***** Entries supplied *****
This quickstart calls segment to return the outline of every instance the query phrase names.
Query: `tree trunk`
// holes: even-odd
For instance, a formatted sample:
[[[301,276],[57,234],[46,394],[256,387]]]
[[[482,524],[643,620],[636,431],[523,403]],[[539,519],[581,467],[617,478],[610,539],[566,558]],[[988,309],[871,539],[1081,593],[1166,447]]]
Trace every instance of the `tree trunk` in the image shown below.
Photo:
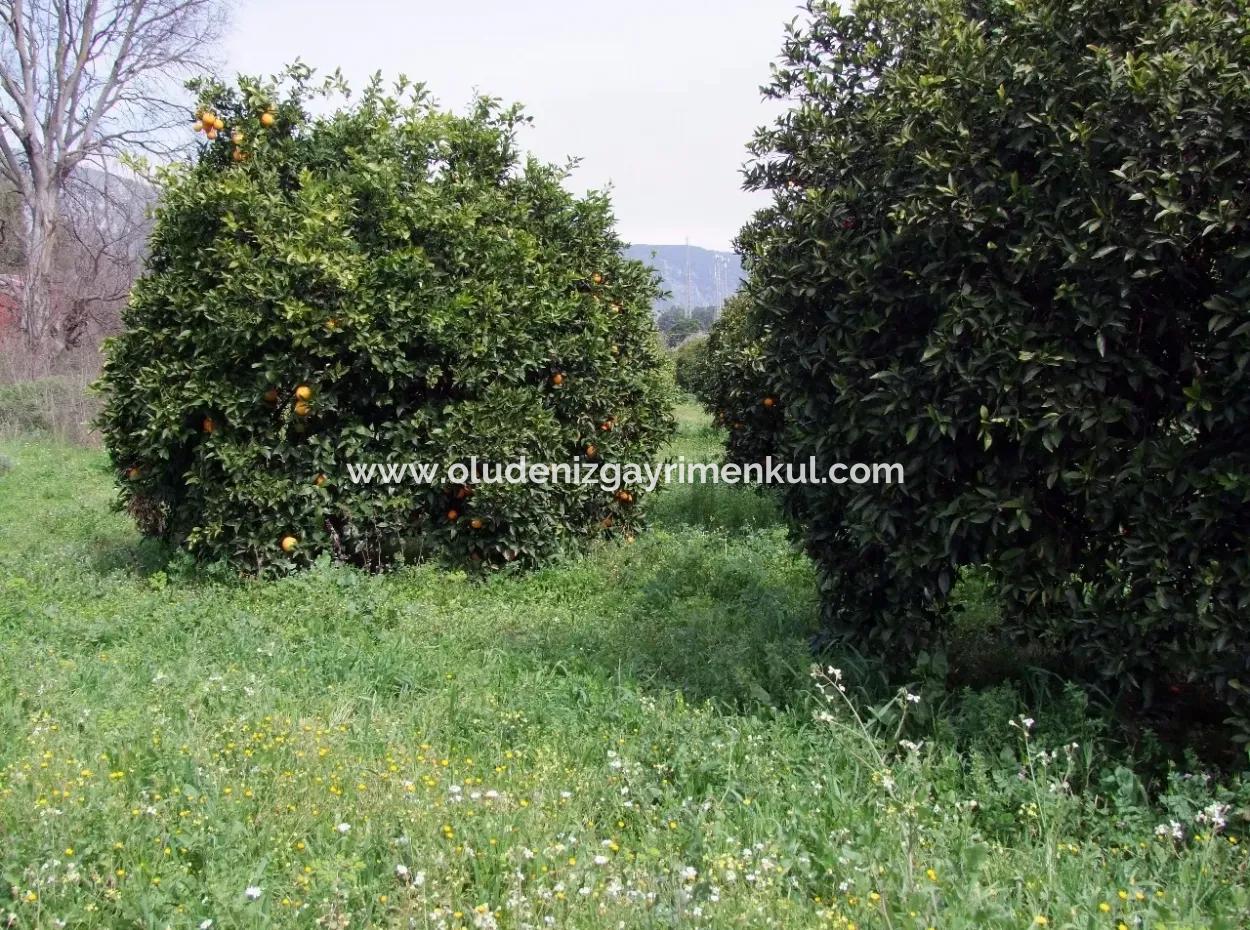
[[[46,370],[55,354],[52,318],[52,263],[56,249],[57,198],[44,192],[35,198],[26,238],[26,275],[22,286],[21,328],[31,367]]]

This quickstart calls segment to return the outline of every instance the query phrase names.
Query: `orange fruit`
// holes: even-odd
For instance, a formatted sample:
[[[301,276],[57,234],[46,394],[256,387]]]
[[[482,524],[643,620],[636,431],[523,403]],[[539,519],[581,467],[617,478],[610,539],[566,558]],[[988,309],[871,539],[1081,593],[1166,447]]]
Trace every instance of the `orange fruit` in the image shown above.
[[[217,138],[217,130],[210,129],[208,132],[204,133],[204,135],[208,136],[208,140],[211,142]]]
[[[556,387],[559,387],[560,385],[564,383],[564,375],[560,374],[560,372],[557,371],[554,375],[551,376],[551,383],[554,384]]]
[[[777,403],[777,401],[773,397],[765,397],[763,403],[765,407],[771,407],[773,404]]]
[[[312,413],[312,407],[309,406],[307,401],[297,400],[295,402],[295,415],[297,417],[306,417],[310,413]]]
[[[603,275],[599,274],[599,272],[596,271],[594,274],[590,276],[590,281],[592,284],[602,284]]]
[[[139,469],[138,468],[126,469],[126,477],[129,478],[131,481],[134,481],[136,478],[139,477]]]
[[[264,113],[262,113],[262,114],[260,115],[260,124],[261,124],[262,126],[264,126],[266,129],[268,129],[270,126],[272,126],[272,125],[274,124],[274,116],[273,116],[273,114],[272,114],[272,113],[270,113],[270,112],[269,112],[269,111],[267,111],[267,110],[266,110]]]
[[[455,507],[447,511],[447,521],[449,523],[453,522],[459,516],[460,516],[460,511],[458,511]]]
[[[586,457],[593,459],[595,457],[595,453],[598,451],[599,450],[595,448],[595,444],[592,442],[590,445],[586,447]]]
[[[325,483],[326,483],[326,476],[325,476],[325,475],[321,475],[321,474],[319,474],[319,475],[317,475],[317,477],[316,477],[316,478],[314,478],[314,479],[313,479],[313,484],[315,484],[315,485],[316,485],[317,487],[319,487],[319,488],[320,488],[320,487],[324,487],[324,486],[325,486]]]
[[[603,430],[605,433],[610,433],[612,432],[612,427],[614,425],[615,425],[615,421],[604,420],[602,423],[599,424],[599,429]]]
[[[616,499],[622,504],[628,504],[634,499],[634,495],[630,494],[628,491],[617,491]]]
[[[620,347],[620,346],[613,346],[613,347],[612,347],[612,349],[611,349],[611,351],[612,351],[612,354],[613,354],[613,355],[620,355],[620,354],[621,354],[621,347]]]
[[[236,162],[241,162],[243,161],[243,159],[247,158],[247,156],[243,154],[242,149],[235,149],[234,152],[230,155],[230,157],[233,158]]]
[[[204,121],[202,119],[197,119],[194,123],[191,124],[191,128],[194,129],[196,132],[203,132]]]
[[[278,402],[277,388],[270,388],[269,390],[267,390],[264,394],[261,395],[261,399],[264,400],[265,403],[269,404],[272,407],[274,404]]]
[[[621,312],[621,305],[620,305],[620,304],[618,304],[618,303],[613,303],[613,304],[612,304],[612,312],[613,312],[613,313],[620,313],[620,312]]]
[[[616,521],[613,520],[611,516],[606,516],[602,520],[599,521],[599,525],[602,526],[605,530],[608,530],[612,528],[612,524],[615,522]]]
[[[335,317],[330,317],[330,319],[326,320],[326,329],[328,329],[330,332],[334,332],[338,328],[339,328],[339,321]]]
[[[472,520],[469,521],[469,526],[473,527],[475,530],[480,530],[482,528],[481,518],[474,517]]]
[[[307,384],[301,384],[295,389],[296,400],[312,400],[313,390]]]
[[[294,552],[295,547],[299,545],[299,540],[294,536],[283,536],[281,545],[283,552]]]
[[[211,433],[216,428],[217,428],[217,424],[213,422],[212,417],[205,417],[203,422],[200,423],[200,429],[202,429],[206,433]]]
[[[230,133],[230,141],[233,142],[235,145],[242,145],[243,133],[239,132],[239,130],[236,129],[234,132]]]

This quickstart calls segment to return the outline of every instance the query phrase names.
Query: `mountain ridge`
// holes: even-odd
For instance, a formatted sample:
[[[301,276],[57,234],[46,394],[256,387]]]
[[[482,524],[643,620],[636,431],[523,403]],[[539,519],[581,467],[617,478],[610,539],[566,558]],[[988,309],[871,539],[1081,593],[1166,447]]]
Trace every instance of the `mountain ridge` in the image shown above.
[[[719,307],[742,283],[742,260],[736,252],[696,245],[635,243],[625,249],[629,258],[650,265],[660,275],[668,296],[655,302],[667,307]]]

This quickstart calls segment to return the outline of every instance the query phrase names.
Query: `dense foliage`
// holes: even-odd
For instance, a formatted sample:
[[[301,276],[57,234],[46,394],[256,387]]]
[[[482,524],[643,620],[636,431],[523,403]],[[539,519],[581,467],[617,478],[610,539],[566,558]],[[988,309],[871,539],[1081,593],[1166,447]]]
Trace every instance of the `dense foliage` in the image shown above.
[[[777,433],[785,422],[775,387],[766,367],[761,320],[748,300],[730,298],[707,339],[707,361],[695,395],[723,426],[726,460],[738,464],[762,462],[777,447]]]
[[[707,336],[691,336],[673,350],[673,374],[677,387],[698,395],[707,377]]]
[[[812,2],[744,230],[828,621],[905,659],[960,566],[1009,631],[1250,715],[1250,7]]]
[[[627,530],[633,489],[350,480],[647,460],[671,428],[658,288],[606,197],[521,159],[518,109],[375,81],[313,118],[307,74],[286,86],[198,87],[206,141],[166,178],[111,346],[103,428],[142,528],[252,570],[536,564]]]

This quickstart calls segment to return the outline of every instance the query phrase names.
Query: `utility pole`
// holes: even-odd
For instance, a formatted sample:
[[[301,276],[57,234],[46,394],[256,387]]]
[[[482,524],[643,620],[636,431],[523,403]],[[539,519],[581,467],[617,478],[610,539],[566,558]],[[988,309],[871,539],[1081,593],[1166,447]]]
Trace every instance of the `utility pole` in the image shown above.
[[[694,310],[694,289],[690,282],[690,237],[686,237],[686,317]]]

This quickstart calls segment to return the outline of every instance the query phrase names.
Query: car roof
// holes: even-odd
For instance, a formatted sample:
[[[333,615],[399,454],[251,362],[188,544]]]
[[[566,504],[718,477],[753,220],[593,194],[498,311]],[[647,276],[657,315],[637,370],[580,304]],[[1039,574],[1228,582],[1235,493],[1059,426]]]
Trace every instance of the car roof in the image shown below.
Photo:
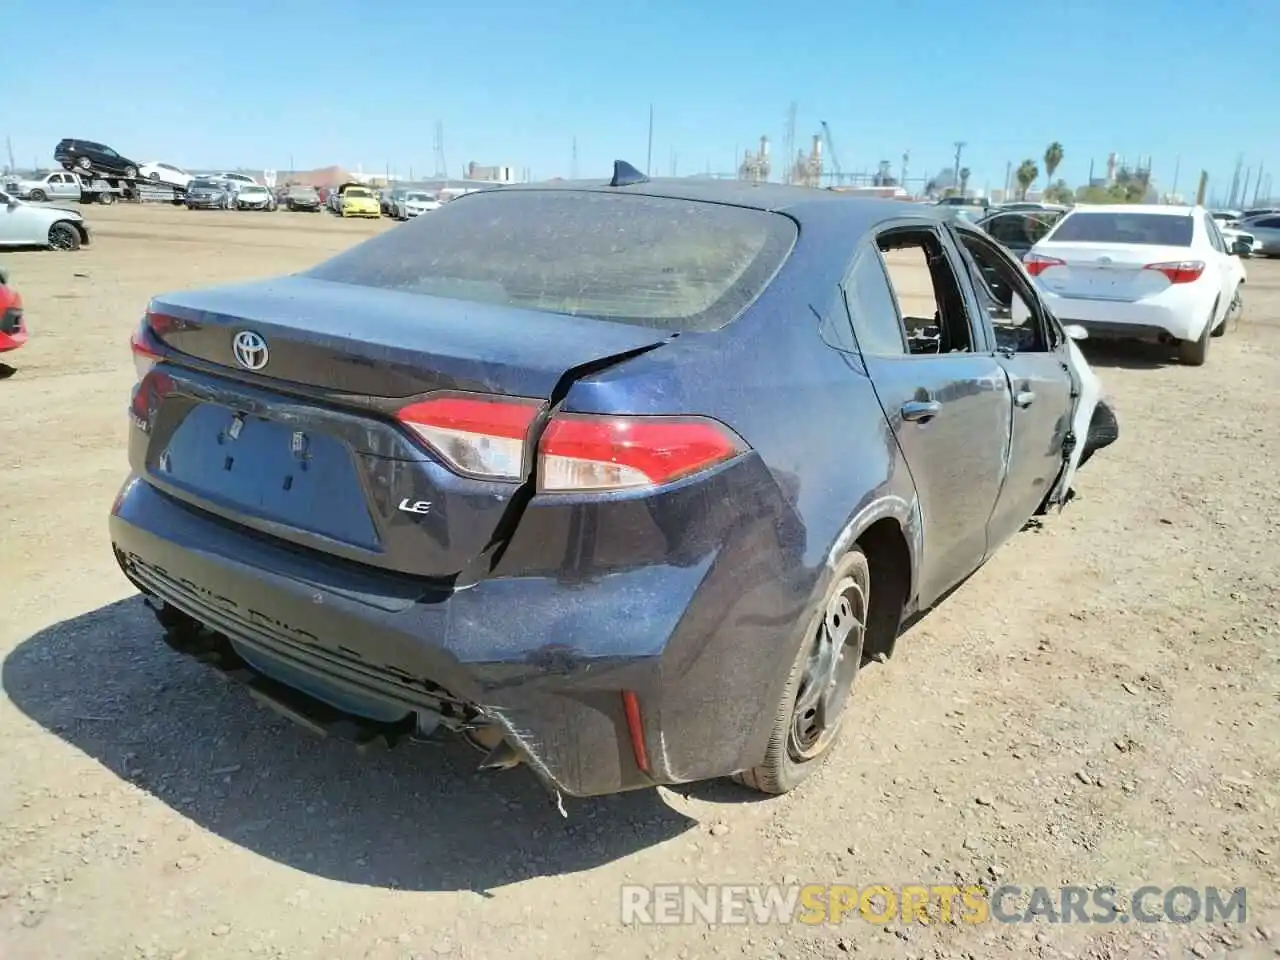
[[[783,213],[806,223],[841,222],[859,232],[876,223],[904,217],[947,222],[953,210],[933,205],[906,203],[880,197],[849,196],[835,190],[799,187],[782,183],[755,183],[749,180],[716,180],[699,177],[654,177],[641,183],[611,187],[605,180],[555,180],[542,183],[503,185],[501,189],[481,188],[480,193],[524,193],[527,191],[577,191],[629,194],[673,200],[722,203],[771,213]]]
[[[1204,207],[1190,204],[1176,205],[1164,203],[1077,203],[1071,213],[1155,213],[1167,217],[1189,217],[1194,213],[1203,213]]]

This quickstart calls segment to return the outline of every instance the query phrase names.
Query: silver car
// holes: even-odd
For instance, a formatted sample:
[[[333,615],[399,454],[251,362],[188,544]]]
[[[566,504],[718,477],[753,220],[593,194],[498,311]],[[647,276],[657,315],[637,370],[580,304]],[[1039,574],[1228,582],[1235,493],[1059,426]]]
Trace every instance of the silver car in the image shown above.
[[[89,227],[75,210],[34,206],[0,190],[0,247],[79,250],[90,241]]]
[[[1239,229],[1253,234],[1255,257],[1280,257],[1280,213],[1264,213],[1241,220]]]
[[[30,177],[9,177],[4,192],[20,200],[79,200],[80,178],[74,173],[55,170],[53,173],[37,173]]]

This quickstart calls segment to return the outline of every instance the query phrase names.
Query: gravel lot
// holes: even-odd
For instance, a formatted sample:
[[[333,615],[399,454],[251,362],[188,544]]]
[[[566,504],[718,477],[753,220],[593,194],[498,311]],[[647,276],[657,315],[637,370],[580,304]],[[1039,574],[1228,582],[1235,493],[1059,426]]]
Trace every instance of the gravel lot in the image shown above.
[[[389,224],[88,208],[6,253],[0,957],[1280,954],[1280,262],[1207,366],[1091,349],[1121,438],[859,683],[797,794],[571,802],[463,746],[313,739],[162,647],[117,571],[128,337],[166,289],[308,266]],[[1248,888],[1241,925],[623,927],[625,883]]]

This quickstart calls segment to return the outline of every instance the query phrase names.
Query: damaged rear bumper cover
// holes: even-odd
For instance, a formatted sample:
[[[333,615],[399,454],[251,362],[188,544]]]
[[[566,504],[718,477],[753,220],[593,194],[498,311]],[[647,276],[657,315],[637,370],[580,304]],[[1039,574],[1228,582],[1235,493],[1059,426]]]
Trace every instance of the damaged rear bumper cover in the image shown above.
[[[727,630],[681,638],[710,561],[640,567],[586,591],[539,576],[424,595],[421,581],[247,534],[133,479],[110,532],[162,623],[176,612],[208,628],[170,630],[172,646],[313,729],[368,742],[424,718],[496,726],[570,796],[721,776],[763,756],[767,725],[736,698],[769,702],[775,658],[744,657]],[[673,671],[692,645],[701,662]],[[709,691],[709,674],[739,689]]]

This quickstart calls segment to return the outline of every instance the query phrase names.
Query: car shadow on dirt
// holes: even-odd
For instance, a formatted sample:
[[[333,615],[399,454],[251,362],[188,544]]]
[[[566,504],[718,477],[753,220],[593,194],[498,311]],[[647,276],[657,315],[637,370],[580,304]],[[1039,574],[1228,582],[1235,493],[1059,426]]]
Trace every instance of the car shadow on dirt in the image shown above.
[[[447,740],[358,752],[171,652],[141,599],[63,621],[0,672],[56,736],[207,830],[348,883],[486,891],[621,859],[695,821],[656,790],[564,801],[529,771],[480,774]]]

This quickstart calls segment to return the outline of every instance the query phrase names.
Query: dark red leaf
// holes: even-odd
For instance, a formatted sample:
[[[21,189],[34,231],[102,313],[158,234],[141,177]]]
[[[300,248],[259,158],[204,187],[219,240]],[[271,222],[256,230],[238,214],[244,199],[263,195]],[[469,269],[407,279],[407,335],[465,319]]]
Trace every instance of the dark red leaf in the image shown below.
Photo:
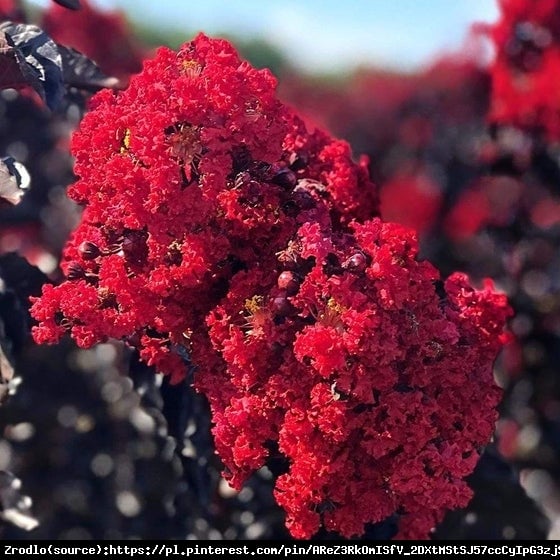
*****
→ **Task directions**:
The lines above that hold the word "tree" are the ones to copy.

→ **Written response**:
Query: `tree trunk`
Trace every instance of the `tree trunk` in the image shown below.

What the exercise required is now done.